(DATA UNDER STUDY Opens)

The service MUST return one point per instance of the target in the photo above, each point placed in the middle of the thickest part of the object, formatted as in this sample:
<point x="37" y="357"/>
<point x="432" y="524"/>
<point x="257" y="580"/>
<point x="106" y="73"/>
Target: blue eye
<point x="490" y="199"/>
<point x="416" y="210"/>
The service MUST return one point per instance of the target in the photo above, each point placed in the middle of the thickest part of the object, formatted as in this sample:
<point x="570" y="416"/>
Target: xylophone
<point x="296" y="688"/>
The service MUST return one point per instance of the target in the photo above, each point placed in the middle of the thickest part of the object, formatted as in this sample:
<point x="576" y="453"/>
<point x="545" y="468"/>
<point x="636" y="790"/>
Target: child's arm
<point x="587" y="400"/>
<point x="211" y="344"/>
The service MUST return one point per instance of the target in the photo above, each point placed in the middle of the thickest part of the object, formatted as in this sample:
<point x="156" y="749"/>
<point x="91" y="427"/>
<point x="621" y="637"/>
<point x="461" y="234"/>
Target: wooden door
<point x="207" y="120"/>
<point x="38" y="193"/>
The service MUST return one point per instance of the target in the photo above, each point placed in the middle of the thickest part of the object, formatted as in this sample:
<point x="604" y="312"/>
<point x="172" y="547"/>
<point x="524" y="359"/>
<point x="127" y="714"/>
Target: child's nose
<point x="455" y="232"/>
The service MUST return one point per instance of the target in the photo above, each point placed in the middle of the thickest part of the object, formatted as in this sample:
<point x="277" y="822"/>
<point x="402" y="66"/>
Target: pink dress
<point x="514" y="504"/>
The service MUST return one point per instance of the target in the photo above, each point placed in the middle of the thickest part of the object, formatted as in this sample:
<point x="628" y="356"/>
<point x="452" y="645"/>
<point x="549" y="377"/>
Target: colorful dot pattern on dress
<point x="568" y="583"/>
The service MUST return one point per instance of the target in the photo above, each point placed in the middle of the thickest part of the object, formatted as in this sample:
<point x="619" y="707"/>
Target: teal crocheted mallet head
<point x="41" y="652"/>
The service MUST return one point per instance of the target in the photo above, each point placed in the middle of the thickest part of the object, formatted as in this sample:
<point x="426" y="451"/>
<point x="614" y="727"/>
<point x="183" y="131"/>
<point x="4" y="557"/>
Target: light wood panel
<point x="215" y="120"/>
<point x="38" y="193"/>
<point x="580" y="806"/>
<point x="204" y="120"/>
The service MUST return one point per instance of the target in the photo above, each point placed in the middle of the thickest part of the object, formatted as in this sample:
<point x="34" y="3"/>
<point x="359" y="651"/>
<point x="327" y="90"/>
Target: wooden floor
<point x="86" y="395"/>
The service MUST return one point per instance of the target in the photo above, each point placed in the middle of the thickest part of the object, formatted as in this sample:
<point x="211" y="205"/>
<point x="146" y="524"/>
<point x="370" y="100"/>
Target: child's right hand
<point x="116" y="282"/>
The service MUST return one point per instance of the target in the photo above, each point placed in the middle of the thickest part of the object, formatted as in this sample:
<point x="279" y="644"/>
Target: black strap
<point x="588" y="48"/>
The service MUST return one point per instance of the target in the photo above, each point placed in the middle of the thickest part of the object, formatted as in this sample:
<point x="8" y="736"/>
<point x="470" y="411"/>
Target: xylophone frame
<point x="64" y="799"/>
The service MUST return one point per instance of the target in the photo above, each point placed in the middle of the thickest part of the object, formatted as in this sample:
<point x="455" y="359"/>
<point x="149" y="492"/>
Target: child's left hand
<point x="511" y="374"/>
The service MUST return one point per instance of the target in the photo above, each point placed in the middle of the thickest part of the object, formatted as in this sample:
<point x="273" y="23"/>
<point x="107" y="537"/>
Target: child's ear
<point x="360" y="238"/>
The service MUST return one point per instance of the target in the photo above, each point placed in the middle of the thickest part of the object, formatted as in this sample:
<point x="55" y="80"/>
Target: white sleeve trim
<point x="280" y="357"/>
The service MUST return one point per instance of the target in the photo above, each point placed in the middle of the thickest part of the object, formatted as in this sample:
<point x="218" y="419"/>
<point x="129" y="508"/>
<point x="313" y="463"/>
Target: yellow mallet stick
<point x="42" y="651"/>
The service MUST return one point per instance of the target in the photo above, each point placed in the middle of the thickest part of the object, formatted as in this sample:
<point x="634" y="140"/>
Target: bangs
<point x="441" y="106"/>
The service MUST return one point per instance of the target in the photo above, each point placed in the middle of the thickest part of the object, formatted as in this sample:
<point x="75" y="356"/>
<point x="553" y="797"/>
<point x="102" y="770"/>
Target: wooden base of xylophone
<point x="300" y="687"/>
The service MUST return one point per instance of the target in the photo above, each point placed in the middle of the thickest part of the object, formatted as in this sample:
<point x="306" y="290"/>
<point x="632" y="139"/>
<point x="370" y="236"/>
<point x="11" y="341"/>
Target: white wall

(DATA UNDER STUDY Closes)

Output the complete data exactly as written.

The service MUST return one point per instance of the target in the photo above, each point placed in the middle of the thickest part of the object, formatted as in this sample:
<point x="37" y="357"/>
<point x="432" y="524"/>
<point x="257" y="580"/>
<point x="106" y="73"/>
Target: blue eye
<point x="490" y="199"/>
<point x="416" y="210"/>
The service MUST return one point per instance of the target in the photo above, each point placed in the middle of the thickest part of the object, formatted as in this sample:
<point x="570" y="416"/>
Target: xylophone
<point x="296" y="688"/>
The service MUST return one point per instance of the target in the photo above, each point placed in the middle of the thickest part of the object, formatted as in this sample:
<point x="576" y="453"/>
<point x="545" y="468"/>
<point x="636" y="790"/>
Target: child's arm
<point x="587" y="400"/>
<point x="211" y="344"/>
The service MUST return one point per instance of the target in the photo above, each point placed in the middle of the thickest part of the object, formatted as in this sample:
<point x="156" y="749"/>
<point x="91" y="427"/>
<point x="621" y="637"/>
<point x="461" y="234"/>
Target: wooden door
<point x="207" y="120"/>
<point x="38" y="193"/>
The service MUST return one point per instance of the target in the photo above, each point placed in the middle of the thickest part of the object, formatted as in this sample:
<point x="604" y="312"/>
<point x="172" y="547"/>
<point x="524" y="359"/>
<point x="127" y="714"/>
Target: child's nose
<point x="455" y="232"/>
The service MUST return one point per instance of the target in the photo above, each point placed in the middle of the thickest part of the object, formatted as in this sample:
<point x="277" y="822"/>
<point x="402" y="66"/>
Target: pink dress
<point x="514" y="504"/>
The service MUST return one point per instance of the target in the photo above, each point placed in the middle of the thickest part of the object, formatted as in this sample:
<point x="628" y="356"/>
<point x="452" y="645"/>
<point x="549" y="377"/>
Target: colorful dot pattern on dress
<point x="568" y="583"/>
The service MUST return one point per instance of the target in the photo above, each point placed in the middle of the thickest part of the object, formatted as in this sample:
<point x="619" y="707"/>
Target: teal crocheted mallet head
<point x="41" y="652"/>
The service MUST return one point per instance of the target in the photo above, each point placed in the middle of the thickest part of the object, formatted as in this sample:
<point x="426" y="451"/>
<point x="614" y="727"/>
<point x="183" y="131"/>
<point x="4" y="557"/>
Target: light wood panel
<point x="215" y="120"/>
<point x="38" y="193"/>
<point x="580" y="806"/>
<point x="204" y="120"/>
The service MUST return one point per instance of the target in the photo above, each point placed in the middle of the thickest part of the object, formatted as in this sample:
<point x="34" y="3"/>
<point x="359" y="651"/>
<point x="327" y="90"/>
Target: wooden floor
<point x="86" y="395"/>
The service MUST return one point per instance of the target in the photo above, each point placed in the middle of the thickest part of the object, formatted as in this sample:
<point x="211" y="205"/>
<point x="146" y="524"/>
<point x="370" y="100"/>
Target: child's right hand
<point x="116" y="282"/>
The service MUST return one point per instance of the target in the photo above, each point placed in the middle of the thickest part of the object, formatted as in this sample:
<point x="279" y="644"/>
Target: black strap
<point x="588" y="48"/>
The service MUST return one point per instance of the target in the photo above, each point placed in the middle of the thickest part of the object, formatted as in this sample:
<point x="8" y="736"/>
<point x="470" y="411"/>
Target: xylophone frame
<point x="64" y="799"/>
The service MUST return one point per instance of the target in the photo above, each point placed in the middle of the thickest part of the object, formatted as in this sample:
<point x="455" y="359"/>
<point x="149" y="492"/>
Target: child's left hand
<point x="511" y="374"/>
The service MUST return one point per instance of the target in the photo above, each point placed in the middle of the thickest part of the object, formatted as in this sample:
<point x="273" y="23"/>
<point x="107" y="537"/>
Target: child's ear
<point x="360" y="238"/>
The service MUST return one point per instance of the target in the photo above, each point placed in the middle of the thickest part of the object, formatted as in this sample:
<point x="55" y="80"/>
Target: white sleeve trim
<point x="280" y="357"/>
The service MUST return one point per instance of the target in the photo above, each point placed in the middle of the thickest part of the object, formatted as in this sample:
<point x="218" y="419"/>
<point x="129" y="508"/>
<point x="313" y="463"/>
Target: yellow mallet stick
<point x="42" y="651"/>
The service MUST return one point per instance of the target in the photo above, each point placed in the middle of the thickest part of the object, formatted as in this sample:
<point x="634" y="140"/>
Target: bangs
<point x="441" y="106"/>
The service MUST return one point per instance of the target in the photo above, each point placed in the middle of the thickest part of the object, formatted as in this sample:
<point x="75" y="356"/>
<point x="553" y="797"/>
<point x="102" y="770"/>
Target: wooden base of xylophone
<point x="300" y="687"/>
The service MUST return one point per instance of the target in the photo above, each point placed in the middle of the thickest part of the object, formatted as in this sample:
<point x="306" y="290"/>
<point x="632" y="139"/>
<point x="370" y="236"/>
<point x="11" y="341"/>
Target: white wall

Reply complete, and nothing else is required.